> [TASK DESCRIPTION]:
In the listing below, identify each line with the word "dark" and return those lines.

::::::::::

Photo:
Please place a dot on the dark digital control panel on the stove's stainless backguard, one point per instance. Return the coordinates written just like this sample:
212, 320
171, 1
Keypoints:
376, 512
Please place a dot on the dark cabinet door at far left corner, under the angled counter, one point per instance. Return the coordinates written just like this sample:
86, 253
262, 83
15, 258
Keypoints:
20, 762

::::::::::

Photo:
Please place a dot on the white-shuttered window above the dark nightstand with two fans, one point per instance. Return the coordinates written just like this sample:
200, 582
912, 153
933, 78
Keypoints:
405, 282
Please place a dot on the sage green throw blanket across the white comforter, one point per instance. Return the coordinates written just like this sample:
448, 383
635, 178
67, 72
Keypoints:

::::::::::

> [EXPECTED ANSWER]:
Please place a dot on the dark digital control panel on the stove's stainless backguard, one point per instance. Return the coordinates written just like this sample:
Please place a dot on the dark cabinet door at far left corner, under the angled counter, one point per instance. Return the coordinates written just like this sample:
Please place a dot on the white-shuttered window above the dark nightstand with two fans, one point per instance. Return the coordinates written just like this sample:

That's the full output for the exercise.